ЧТО ТРЕБУЕТСЯ =>
Напишите продолжение интервью с Катей Тейлор о Платформе для современного искусства, начав сразу после его последнего предложения.

ФРАГМЕНТ ТЕКСТА =>

»»

Катя Тейлор: «Работать с произведением должен не только художник, но и зритель»

Недостаточно высокий уровень квалификации управленческих кадров – одна из основных проблем в сфере отечественной культуры. Украинское искусство, в котором традиционные механизмы работы со зрителем и покупателем не работают, оказывается обителью недипломированных и некомпетентных специалистов пиара, менеджмента и маркетинга, в результате чего общественность отказывается понимать демонстрируемое, а состоятельные коллекционеры устремляют взор в сторону западных предметов искусства. Но, благо, все чаще случаются исключения.

 

После окончания колледжа Christie's арт-менеджер и эксперт в области современного искусства и искусства XX века Катя Тейлор вернулась в Украину, где стала наглядным примером руководителя проектов в области современной культуры. Ведущая программы «Искусственный интеллект» на радио «Аристократы» и дипломированный эксперт рассказала ART UKRAINE о своем поле деятельности, аукционной системе в Британии и Украине, а также о Платформе для современного искусства (_PCA) и креативном пространстве Port, организованным совместно с ее партнером – Владимиром Кадыгробом.

 

Платформа для современного искусства, ранее называвшаяся Kadygrob&Taylor Art Projects, основана 7 лет назад. Расскажите, как она трансформировалась и какие изменения претерпела за это время?


Все началось с организации творческого тандема между мной и Володей. Спустя 2 месяца мы сделали первую выставку художников Александры Чичкан и Алины Пивненко в здании недостроенного магазина, и поняли, что это интересно не только нам, но и более широкому кругу людей. С этого все и началось.  С тех пор Платформа для современного искусства (_PCA) не просто трансформировалась. Скорее, можно сказать, что со временем произошла диверсификация деятельности. Сначала появилась некоммерческая институция _PCA, которая занимается исключительно проектами современного искусства, развитием и поддержкой киевской художественной сцены, популяризацией украинского искусства за пределами Украины. Затем, чтобы поддерживать (_PCA) было создано агентство Art Management. Это своего  рода ивент-менеджмент  в сфере культуры, который делает все: от коллабораций с брендами вроде Helen Marlen и разработок корпоративных образовательных программ до организаций  социально-значимых событий (выставка, посвященная участию Украины в ООН в главном офисе организации в Нью-Йорке в октябре, а также выставки «Присутствие» и «Сила непокорных» на Михайловской площади). Третьим направлением стало открытие креативного пространства Port как места для реализации творческих идей и проведения культурных мероприятий.

««

(Записи с разметкой точек на изображениях)

»»

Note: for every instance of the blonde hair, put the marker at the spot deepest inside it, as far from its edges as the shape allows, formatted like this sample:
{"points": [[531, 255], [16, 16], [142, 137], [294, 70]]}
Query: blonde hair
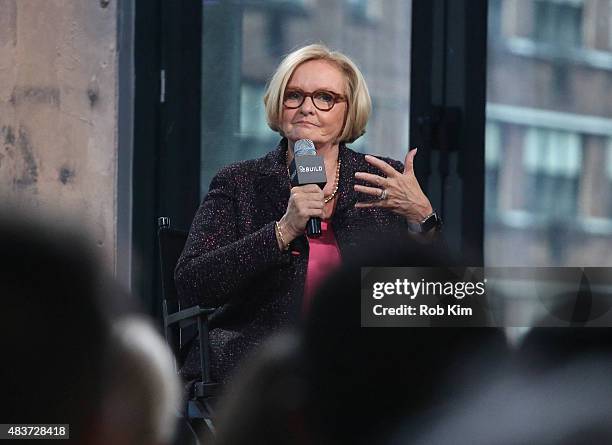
{"points": [[359, 104]]}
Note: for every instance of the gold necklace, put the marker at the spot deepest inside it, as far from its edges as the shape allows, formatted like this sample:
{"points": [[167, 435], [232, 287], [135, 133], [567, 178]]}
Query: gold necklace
{"points": [[336, 179], [336, 182]]}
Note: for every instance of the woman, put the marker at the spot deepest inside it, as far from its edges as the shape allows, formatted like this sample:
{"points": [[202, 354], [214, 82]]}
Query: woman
{"points": [[247, 253]]}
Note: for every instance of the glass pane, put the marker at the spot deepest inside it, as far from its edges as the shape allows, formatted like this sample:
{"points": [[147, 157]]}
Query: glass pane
{"points": [[243, 42], [549, 133]]}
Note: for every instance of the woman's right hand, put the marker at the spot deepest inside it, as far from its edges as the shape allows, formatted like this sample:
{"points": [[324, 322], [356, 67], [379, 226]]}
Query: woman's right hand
{"points": [[305, 202]]}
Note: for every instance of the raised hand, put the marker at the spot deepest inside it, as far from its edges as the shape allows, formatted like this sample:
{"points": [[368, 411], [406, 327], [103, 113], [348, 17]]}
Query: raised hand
{"points": [[398, 192]]}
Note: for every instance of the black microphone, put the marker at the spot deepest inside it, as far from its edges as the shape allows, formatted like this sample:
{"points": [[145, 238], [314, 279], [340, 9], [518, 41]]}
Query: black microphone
{"points": [[308, 168]]}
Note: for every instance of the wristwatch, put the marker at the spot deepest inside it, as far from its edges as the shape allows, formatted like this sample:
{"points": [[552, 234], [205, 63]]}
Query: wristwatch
{"points": [[430, 222]]}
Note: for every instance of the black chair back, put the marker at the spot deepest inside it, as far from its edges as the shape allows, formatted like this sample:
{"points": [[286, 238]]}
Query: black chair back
{"points": [[171, 244]]}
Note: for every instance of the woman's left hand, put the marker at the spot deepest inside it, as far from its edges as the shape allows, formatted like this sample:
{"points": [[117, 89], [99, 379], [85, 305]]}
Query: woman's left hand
{"points": [[398, 192]]}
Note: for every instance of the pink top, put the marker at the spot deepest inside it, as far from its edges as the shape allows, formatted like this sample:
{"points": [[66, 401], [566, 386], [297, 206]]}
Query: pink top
{"points": [[323, 259]]}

««

РЕЗУЛЬТАТ ВЫПОЛНЕНИЯ =>
 

Вас часто представляют по-разному. Так какая из регалий ваша: арт-менеджер, консультант или куратор?


Я не куратор и не консультант. Скажем, поле моей экспертизы выходит за рамки консультации по вопросам современного искусства. Я действительно дипломированный специалист по современному искусству и искусству ХХ века. Но плюс к этому есть мой семилетний опыт как человека, который реализовывал проекты разных форматов и масштабов. Так что предположу, что я, скорее, арт-менеджер.

 

Монтаж работы Жауме Пленса на фестивале современной скульптуры

 

Хочу заметить, что читательская аудитория ART UKRAINE не только профессионалы в сфере изобразительного искусства. Есть большое количество людей, просто пытающихся разобраться в визуальном искусстве, чтобы стать сознательными зрителями. Могли бы вы сделать сравнительную характеристику профессий арт-менеджера, куратора, консультанта. И что конкретно входит в ваш круг обязанностей?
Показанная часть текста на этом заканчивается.